**YOUR GOAL:**
Extract exactly and only the lines of the data below, starting at the line with "Field inspection note: the round" and stopping after the final line.

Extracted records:
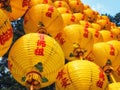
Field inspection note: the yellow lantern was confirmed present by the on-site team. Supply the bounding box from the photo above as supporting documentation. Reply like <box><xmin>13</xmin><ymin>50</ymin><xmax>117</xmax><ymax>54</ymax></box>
<box><xmin>29</xmin><ymin>0</ymin><xmax>53</xmax><ymax>7</ymax></box>
<box><xmin>61</xmin><ymin>13</ymin><xmax>79</xmax><ymax>26</ymax></box>
<box><xmin>108</xmin><ymin>83</ymin><xmax>120</xmax><ymax>90</ymax></box>
<box><xmin>88</xmin><ymin>28</ymin><xmax>103</xmax><ymax>43</ymax></box>
<box><xmin>79</xmin><ymin>20</ymin><xmax>92</xmax><ymax>28</ymax></box>
<box><xmin>0</xmin><ymin>9</ymin><xmax>13</xmax><ymax>57</ymax></box>
<box><xmin>99</xmin><ymin>30</ymin><xmax>115</xmax><ymax>42</ymax></box>
<box><xmin>54</xmin><ymin>0</ymin><xmax>70</xmax><ymax>9</ymax></box>
<box><xmin>0</xmin><ymin>0</ymin><xmax>29</xmax><ymax>21</ymax></box>
<box><xmin>111</xmin><ymin>28</ymin><xmax>120</xmax><ymax>41</ymax></box>
<box><xmin>55</xmin><ymin>60</ymin><xmax>108</xmax><ymax>90</ymax></box>
<box><xmin>68</xmin><ymin>0</ymin><xmax>84</xmax><ymax>13</ymax></box>
<box><xmin>57</xmin><ymin>7</ymin><xmax>72</xmax><ymax>14</ymax></box>
<box><xmin>24</xmin><ymin>4</ymin><xmax>64</xmax><ymax>37</ymax></box>
<box><xmin>91</xmin><ymin>23</ymin><xmax>102</xmax><ymax>31</ymax></box>
<box><xmin>107</xmin><ymin>40</ymin><xmax>120</xmax><ymax>82</ymax></box>
<box><xmin>8</xmin><ymin>33</ymin><xmax>65</xmax><ymax>89</ymax></box>
<box><xmin>55</xmin><ymin>24</ymin><xmax>94</xmax><ymax>61</ymax></box>
<box><xmin>92</xmin><ymin>42</ymin><xmax>119</xmax><ymax>68</ymax></box>
<box><xmin>83</xmin><ymin>8</ymin><xmax>98</xmax><ymax>23</ymax></box>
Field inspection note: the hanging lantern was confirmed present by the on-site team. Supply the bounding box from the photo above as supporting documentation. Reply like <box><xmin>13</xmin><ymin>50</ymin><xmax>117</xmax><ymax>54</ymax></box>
<box><xmin>55</xmin><ymin>60</ymin><xmax>108</xmax><ymax>90</ymax></box>
<box><xmin>0</xmin><ymin>0</ymin><xmax>29</xmax><ymax>21</ymax></box>
<box><xmin>61</xmin><ymin>13</ymin><xmax>79</xmax><ymax>26</ymax></box>
<box><xmin>99</xmin><ymin>30</ymin><xmax>115</xmax><ymax>42</ymax></box>
<box><xmin>83</xmin><ymin>8</ymin><xmax>98</xmax><ymax>23</ymax></box>
<box><xmin>88</xmin><ymin>28</ymin><xmax>103</xmax><ymax>43</ymax></box>
<box><xmin>92</xmin><ymin>42</ymin><xmax>119</xmax><ymax>68</ymax></box>
<box><xmin>108</xmin><ymin>83</ymin><xmax>120</xmax><ymax>90</ymax></box>
<box><xmin>29</xmin><ymin>0</ymin><xmax>53</xmax><ymax>7</ymax></box>
<box><xmin>107</xmin><ymin>40</ymin><xmax>120</xmax><ymax>82</ymax></box>
<box><xmin>91</xmin><ymin>23</ymin><xmax>102</xmax><ymax>31</ymax></box>
<box><xmin>0</xmin><ymin>9</ymin><xmax>13</xmax><ymax>57</ymax></box>
<box><xmin>111</xmin><ymin>28</ymin><xmax>120</xmax><ymax>41</ymax></box>
<box><xmin>57</xmin><ymin>7</ymin><xmax>72</xmax><ymax>14</ymax></box>
<box><xmin>8</xmin><ymin>33</ymin><xmax>65</xmax><ymax>89</ymax></box>
<box><xmin>55</xmin><ymin>24</ymin><xmax>94</xmax><ymax>61</ymax></box>
<box><xmin>53</xmin><ymin>0</ymin><xmax>70</xmax><ymax>9</ymax></box>
<box><xmin>24</xmin><ymin>4</ymin><xmax>64</xmax><ymax>37</ymax></box>
<box><xmin>68</xmin><ymin>0</ymin><xmax>84</xmax><ymax>13</ymax></box>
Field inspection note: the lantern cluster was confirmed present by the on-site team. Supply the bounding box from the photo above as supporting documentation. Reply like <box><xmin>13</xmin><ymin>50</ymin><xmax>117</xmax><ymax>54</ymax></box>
<box><xmin>1</xmin><ymin>0</ymin><xmax>120</xmax><ymax>89</ymax></box>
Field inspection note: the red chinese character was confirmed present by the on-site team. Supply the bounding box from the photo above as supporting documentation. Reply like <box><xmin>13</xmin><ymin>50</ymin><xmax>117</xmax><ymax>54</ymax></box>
<box><xmin>71</xmin><ymin>15</ymin><xmax>75</xmax><ymax>22</ymax></box>
<box><xmin>109</xmin><ymin>44</ymin><xmax>115</xmax><ymax>56</ymax></box>
<box><xmin>46</xmin><ymin>6</ymin><xmax>54</xmax><ymax>18</ymax></box>
<box><xmin>117</xmin><ymin>65</ymin><xmax>120</xmax><ymax>76</ymax></box>
<box><xmin>8</xmin><ymin>60</ymin><xmax>13</xmax><ymax>70</ymax></box>
<box><xmin>34</xmin><ymin>47</ymin><xmax>44</xmax><ymax>56</ymax></box>
<box><xmin>58</xmin><ymin>1</ymin><xmax>62</xmax><ymax>7</ymax></box>
<box><xmin>83</xmin><ymin>28</ymin><xmax>88</xmax><ymax>38</ymax></box>
<box><xmin>22</xmin><ymin>0</ymin><xmax>30</xmax><ymax>7</ymax></box>
<box><xmin>94</xmin><ymin>30</ymin><xmax>99</xmax><ymax>38</ymax></box>
<box><xmin>56</xmin><ymin>69</ymin><xmax>66</xmax><ymax>80</ymax></box>
<box><xmin>61</xmin><ymin>77</ymin><xmax>70</xmax><ymax>88</ymax></box>
<box><xmin>46</xmin><ymin>12</ymin><xmax>52</xmax><ymax>17</ymax></box>
<box><xmin>43</xmin><ymin>0</ymin><xmax>48</xmax><ymax>3</ymax></box>
<box><xmin>96</xmin><ymin>80</ymin><xmax>103</xmax><ymax>88</ymax></box>
<box><xmin>55</xmin><ymin>33</ymin><xmax>65</xmax><ymax>45</ymax></box>
<box><xmin>37</xmin><ymin>40</ymin><xmax>46</xmax><ymax>47</ymax></box>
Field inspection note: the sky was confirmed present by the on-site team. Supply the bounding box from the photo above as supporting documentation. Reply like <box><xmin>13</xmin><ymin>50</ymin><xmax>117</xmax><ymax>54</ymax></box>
<box><xmin>81</xmin><ymin>0</ymin><xmax>120</xmax><ymax>16</ymax></box>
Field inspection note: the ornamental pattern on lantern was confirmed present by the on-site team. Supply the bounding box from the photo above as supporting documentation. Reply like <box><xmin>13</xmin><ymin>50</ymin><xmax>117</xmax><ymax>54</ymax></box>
<box><xmin>56</xmin><ymin>68</ymin><xmax>71</xmax><ymax>88</ymax></box>
<box><xmin>83</xmin><ymin>28</ymin><xmax>89</xmax><ymax>38</ymax></box>
<box><xmin>109</xmin><ymin>44</ymin><xmax>115</xmax><ymax>56</ymax></box>
<box><xmin>96</xmin><ymin>68</ymin><xmax>105</xmax><ymax>88</ymax></box>
<box><xmin>34</xmin><ymin>34</ymin><xmax>46</xmax><ymax>56</ymax></box>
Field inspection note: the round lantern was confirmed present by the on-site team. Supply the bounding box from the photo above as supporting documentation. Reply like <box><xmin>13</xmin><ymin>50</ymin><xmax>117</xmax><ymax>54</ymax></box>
<box><xmin>99</xmin><ymin>30</ymin><xmax>115</xmax><ymax>42</ymax></box>
<box><xmin>54</xmin><ymin>0</ymin><xmax>70</xmax><ymax>9</ymax></box>
<box><xmin>91</xmin><ymin>23</ymin><xmax>101</xmax><ymax>31</ymax></box>
<box><xmin>61</xmin><ymin>13</ymin><xmax>79</xmax><ymax>26</ymax></box>
<box><xmin>24</xmin><ymin>4</ymin><xmax>64</xmax><ymax>37</ymax></box>
<box><xmin>0</xmin><ymin>0</ymin><xmax>29</xmax><ymax>21</ymax></box>
<box><xmin>88</xmin><ymin>28</ymin><xmax>103</xmax><ymax>43</ymax></box>
<box><xmin>8</xmin><ymin>33</ymin><xmax>65</xmax><ymax>89</ymax></box>
<box><xmin>83</xmin><ymin>8</ymin><xmax>98</xmax><ymax>23</ymax></box>
<box><xmin>107</xmin><ymin>40</ymin><xmax>120</xmax><ymax>82</ymax></box>
<box><xmin>29</xmin><ymin>0</ymin><xmax>53</xmax><ymax>7</ymax></box>
<box><xmin>108</xmin><ymin>83</ymin><xmax>120</xmax><ymax>90</ymax></box>
<box><xmin>55</xmin><ymin>24</ymin><xmax>94</xmax><ymax>61</ymax></box>
<box><xmin>55</xmin><ymin>60</ymin><xmax>108</xmax><ymax>90</ymax></box>
<box><xmin>92</xmin><ymin>42</ymin><xmax>119</xmax><ymax>68</ymax></box>
<box><xmin>57</xmin><ymin>7</ymin><xmax>72</xmax><ymax>14</ymax></box>
<box><xmin>68</xmin><ymin>0</ymin><xmax>84</xmax><ymax>13</ymax></box>
<box><xmin>111</xmin><ymin>28</ymin><xmax>120</xmax><ymax>41</ymax></box>
<box><xmin>0</xmin><ymin>9</ymin><xmax>13</xmax><ymax>57</ymax></box>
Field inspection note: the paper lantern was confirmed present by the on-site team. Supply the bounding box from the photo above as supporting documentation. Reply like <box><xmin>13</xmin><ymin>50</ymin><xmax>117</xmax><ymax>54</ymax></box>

**ANSWER TO THIS PROBLEM:**
Field inspection note: the round lantern was confirmed present by the on-site team. Supply the bounding box from the photo above as supporting documentation. Reply like <box><xmin>13</xmin><ymin>50</ymin><xmax>117</xmax><ymax>54</ymax></box>
<box><xmin>99</xmin><ymin>30</ymin><xmax>115</xmax><ymax>42</ymax></box>
<box><xmin>54</xmin><ymin>0</ymin><xmax>70</xmax><ymax>9</ymax></box>
<box><xmin>91</xmin><ymin>23</ymin><xmax>101</xmax><ymax>31</ymax></box>
<box><xmin>61</xmin><ymin>13</ymin><xmax>79</xmax><ymax>26</ymax></box>
<box><xmin>24</xmin><ymin>4</ymin><xmax>64</xmax><ymax>37</ymax></box>
<box><xmin>0</xmin><ymin>0</ymin><xmax>29</xmax><ymax>21</ymax></box>
<box><xmin>88</xmin><ymin>28</ymin><xmax>103</xmax><ymax>43</ymax></box>
<box><xmin>8</xmin><ymin>33</ymin><xmax>65</xmax><ymax>89</ymax></box>
<box><xmin>83</xmin><ymin>8</ymin><xmax>98</xmax><ymax>23</ymax></box>
<box><xmin>107</xmin><ymin>40</ymin><xmax>120</xmax><ymax>82</ymax></box>
<box><xmin>29</xmin><ymin>0</ymin><xmax>53</xmax><ymax>7</ymax></box>
<box><xmin>108</xmin><ymin>83</ymin><xmax>120</xmax><ymax>90</ymax></box>
<box><xmin>55</xmin><ymin>24</ymin><xmax>94</xmax><ymax>61</ymax></box>
<box><xmin>55</xmin><ymin>60</ymin><xmax>108</xmax><ymax>90</ymax></box>
<box><xmin>92</xmin><ymin>42</ymin><xmax>119</xmax><ymax>68</ymax></box>
<box><xmin>57</xmin><ymin>7</ymin><xmax>72</xmax><ymax>14</ymax></box>
<box><xmin>68</xmin><ymin>0</ymin><xmax>84</xmax><ymax>13</ymax></box>
<box><xmin>111</xmin><ymin>28</ymin><xmax>120</xmax><ymax>41</ymax></box>
<box><xmin>0</xmin><ymin>9</ymin><xmax>13</xmax><ymax>57</ymax></box>
Field inspection note: the paper lantern was confirmed present by the on-site team. Supply the bounding box from the photo above as supporting documentation. Reply like <box><xmin>13</xmin><ymin>50</ymin><xmax>117</xmax><ymax>54</ymax></box>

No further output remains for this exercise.